[Saved entries]
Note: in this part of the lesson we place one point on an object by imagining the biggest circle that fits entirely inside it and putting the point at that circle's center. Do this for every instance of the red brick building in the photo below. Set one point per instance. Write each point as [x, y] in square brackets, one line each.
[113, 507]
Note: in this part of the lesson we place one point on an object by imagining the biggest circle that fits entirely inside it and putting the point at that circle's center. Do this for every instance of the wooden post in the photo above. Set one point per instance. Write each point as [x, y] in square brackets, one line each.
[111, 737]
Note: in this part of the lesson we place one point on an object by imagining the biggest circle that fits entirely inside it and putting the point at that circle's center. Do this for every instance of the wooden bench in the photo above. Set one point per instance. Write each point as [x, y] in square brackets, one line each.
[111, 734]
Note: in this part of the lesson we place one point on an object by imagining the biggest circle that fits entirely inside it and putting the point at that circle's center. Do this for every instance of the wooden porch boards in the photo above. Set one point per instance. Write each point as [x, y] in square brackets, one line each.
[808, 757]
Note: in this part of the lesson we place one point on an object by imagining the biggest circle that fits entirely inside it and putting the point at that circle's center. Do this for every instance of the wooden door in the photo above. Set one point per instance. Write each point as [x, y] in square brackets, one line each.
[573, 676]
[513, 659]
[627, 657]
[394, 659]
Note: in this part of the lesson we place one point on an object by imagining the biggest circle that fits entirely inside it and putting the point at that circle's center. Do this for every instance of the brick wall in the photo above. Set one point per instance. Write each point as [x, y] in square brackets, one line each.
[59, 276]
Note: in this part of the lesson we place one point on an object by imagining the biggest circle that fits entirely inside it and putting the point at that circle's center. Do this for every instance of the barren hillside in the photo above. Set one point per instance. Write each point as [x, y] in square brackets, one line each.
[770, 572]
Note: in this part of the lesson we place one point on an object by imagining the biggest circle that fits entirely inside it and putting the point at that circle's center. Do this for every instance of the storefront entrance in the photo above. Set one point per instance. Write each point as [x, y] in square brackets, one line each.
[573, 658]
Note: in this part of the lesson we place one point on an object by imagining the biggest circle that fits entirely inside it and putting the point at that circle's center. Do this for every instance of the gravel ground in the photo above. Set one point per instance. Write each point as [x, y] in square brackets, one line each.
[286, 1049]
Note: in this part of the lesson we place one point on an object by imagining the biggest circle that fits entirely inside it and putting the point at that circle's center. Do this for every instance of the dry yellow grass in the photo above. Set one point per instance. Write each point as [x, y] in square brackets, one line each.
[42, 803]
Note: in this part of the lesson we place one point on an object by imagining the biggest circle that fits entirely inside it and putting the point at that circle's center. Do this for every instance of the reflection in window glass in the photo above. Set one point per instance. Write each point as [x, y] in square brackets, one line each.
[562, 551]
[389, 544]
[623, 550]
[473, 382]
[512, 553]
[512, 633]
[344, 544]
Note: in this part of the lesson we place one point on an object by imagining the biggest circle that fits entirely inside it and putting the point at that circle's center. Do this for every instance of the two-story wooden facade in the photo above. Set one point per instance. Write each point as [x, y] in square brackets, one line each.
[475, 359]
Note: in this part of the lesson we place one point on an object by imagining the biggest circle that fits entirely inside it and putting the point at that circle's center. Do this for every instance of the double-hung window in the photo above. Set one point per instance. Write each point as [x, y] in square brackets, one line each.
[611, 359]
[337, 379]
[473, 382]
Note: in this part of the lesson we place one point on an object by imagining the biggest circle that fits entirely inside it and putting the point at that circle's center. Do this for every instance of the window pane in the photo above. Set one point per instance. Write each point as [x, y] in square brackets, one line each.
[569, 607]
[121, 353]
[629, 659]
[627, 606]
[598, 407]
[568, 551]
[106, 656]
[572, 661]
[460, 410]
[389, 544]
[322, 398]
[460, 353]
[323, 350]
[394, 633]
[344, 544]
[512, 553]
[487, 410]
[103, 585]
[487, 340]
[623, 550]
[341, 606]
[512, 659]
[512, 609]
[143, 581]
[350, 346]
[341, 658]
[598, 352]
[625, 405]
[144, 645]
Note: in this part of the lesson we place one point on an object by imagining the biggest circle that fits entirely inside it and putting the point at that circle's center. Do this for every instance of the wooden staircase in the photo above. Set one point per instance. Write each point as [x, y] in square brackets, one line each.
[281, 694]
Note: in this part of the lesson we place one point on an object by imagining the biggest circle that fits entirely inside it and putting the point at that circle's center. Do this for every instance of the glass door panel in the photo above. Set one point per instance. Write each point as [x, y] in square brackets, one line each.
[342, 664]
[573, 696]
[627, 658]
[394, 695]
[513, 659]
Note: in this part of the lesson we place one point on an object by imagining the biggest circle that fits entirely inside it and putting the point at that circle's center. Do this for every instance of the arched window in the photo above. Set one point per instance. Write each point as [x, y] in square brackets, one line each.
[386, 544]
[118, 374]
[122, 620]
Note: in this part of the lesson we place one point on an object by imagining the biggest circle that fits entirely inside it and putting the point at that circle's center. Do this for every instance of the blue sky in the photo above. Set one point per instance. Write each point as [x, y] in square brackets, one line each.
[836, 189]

What you will do: The output is every entry, printed exactly as it reads.

Solution for this task:
Note: in this part of the lesson we place one point on an object by imagining the biggest circle that fits entirely inside it and putting the point at that circle's center. Do this for every instance of the red brick building in the photo below. Set one point per instance. Write each point as [x, y] in square brackets, one line each.
[113, 507]
Note: in this part of the lesson we place one point on an object by imagining the biggest circle that fits entirely inside it and putting the point at that circle's center. Do this for every instance of the wooden post in the photo above. Set one point per instance. Write each point as [x, y] in square brackets, one line each.
[111, 737]
Note: in this part of the lesson we place one point on an object by imagining the biggest circle that fits entirely inside it and putting the point at that circle's center. Do this for every instance of the wooden bench in the photo above. Set one point per instance. Write each point as [x, y] in square brackets, one line each.
[111, 734]
Note: in this part of the lesson we place one point on an object by imagining the biggest circle that fits entirely inside it and putting the point at that circle's center. Do this for every instance of the wooden porch boards in the photo above. Set one point per instance. Write each point as [x, y] in square brackets, one line each.
[808, 757]
Note: in this part of the lesson we place one point on an object by imagining the biggest circle that fits entirely inside it and putting the point at that circle's center. Do this for every instance of the wooden door in the photo above. Set one point per instance. Write each point as [x, y] in square brackets, one line each.
[573, 676]
[513, 659]
[627, 657]
[394, 659]
Note: in this part of the lesson we place one point on an object by imagining the biggest circle that fits entirely inside it and putting the point at that circle's center. Do this for every instance of the brick wall in the photo above. Set one point per instance. Write each point as [x, y] in square brackets, one line each.
[59, 276]
Note: in this part of the lesson we place one point on an object by imagining the biggest circle that fits entirely inside it and putting the point at that circle's center. Do this for every instance of the barren hillside in the photo above. Set one point per instance. Write each point as [x, y] in square brackets, one line each.
[770, 572]
Note: in this part of the lesson we place one point on an object by imagining the biggest circle that fits entirely inside it and putting the point at that circle's center. Do this for every instance of the storefront entrance in the photo above. Set one point per instance. Write each point as [x, y] in square brackets, one line each.
[573, 658]
Note: in this part of the lesson we place one point on an object by imagining the biggest circle that fits entirely inside it and putting the point at that circle's center. Do this for every instance of the gravel ground in the photo above. Set one point per instance. Write each point as [x, y] in square brackets, one line each.
[286, 1049]
Note: in this part of the lesson we place one point on an object by imagining the biggest circle that fits entirely inside it and putting the point at that circle's center. Do this for every instance of the dry yellow grass in the photo above. Set one point per instance. Write each point as [x, y] in square brackets, one line each.
[42, 803]
Note: in this part of the lesson we place one point on an object by imagining the biggest circle that fits entirely inside it and putting the point at that circle's center. Do this for every instance of the reflection in window glass in the photo above. Set one point per instance. Write each point as [x, y] in square brackets, one line each.
[562, 551]
[389, 544]
[623, 550]
[473, 382]
[512, 553]
[512, 633]
[344, 544]
Note: in this part of the lesson we place one point on an object by imagining the biggest circle that fits entirely inside it and putting the point at that circle's center. Do this for every instance of the two-story wooden facade in the photo above. Set one point per instance. Write each point as [x, y] in square brackets, one line each.
[475, 359]
Note: in this part of the lesson we place one point on an object by imagining the biggest circle that fits entirely inside it and putting the point at that circle's center. Do this for every instance of the double-hung window in the photo above. Set one point per instance. Write each point as [x, y] in square brackets, one line each.
[611, 359]
[337, 379]
[473, 382]
Note: in this part of the lesson we place one point on an object by imagining the biggest circle that fits entirely inside it and putting the point at that circle's center. Do this for every instance of the window pane in the photo above. Set one point per instance. Write each point as [x, y] in square brackets, one line each.
[569, 607]
[121, 353]
[629, 659]
[627, 606]
[598, 407]
[568, 551]
[106, 656]
[572, 661]
[460, 410]
[389, 544]
[322, 398]
[460, 353]
[323, 350]
[394, 633]
[344, 544]
[512, 553]
[487, 410]
[103, 585]
[487, 340]
[623, 550]
[341, 606]
[512, 659]
[512, 609]
[143, 581]
[350, 346]
[341, 658]
[598, 352]
[625, 405]
[144, 645]
Note: in this part of the lesson we place one point on an object by imagining the biggest circle that fits entirely inside it and putting the point at that circle's center. Do this for every instance of the wooden staircase in the photo above. Set one point per instance. Write each point as [x, y] in square brackets, one line each.
[281, 694]
Note: in this part of the lesson we place one point on an object by imagining the biggest circle that fits entirely inside it and putting the point at that circle's center. Do this for every instance of the glass door panel in the photo above. Set one point per instance. Write each point as [x, y] in square brackets, one line each.
[342, 664]
[573, 696]
[627, 658]
[394, 695]
[513, 659]
Note: in this part of the lesson we place one point on an object by imagining the biggest circle that fits entirely inside it and putting the point at that circle's center. Do this for every instance of the arched window in the photo above. Set one point per instance. Write each point as [x, y] in square brackets, one line each.
[386, 544]
[118, 374]
[122, 620]
Note: in this part of the lesson we place one point on an object by imagining the biggest circle that fits entirely inside it and putting the point at that circle's center. Do this for every instance of the blue sky in the photo above. Set one point per instance. Write each point as [x, y] in square brackets, one line each.
[836, 189]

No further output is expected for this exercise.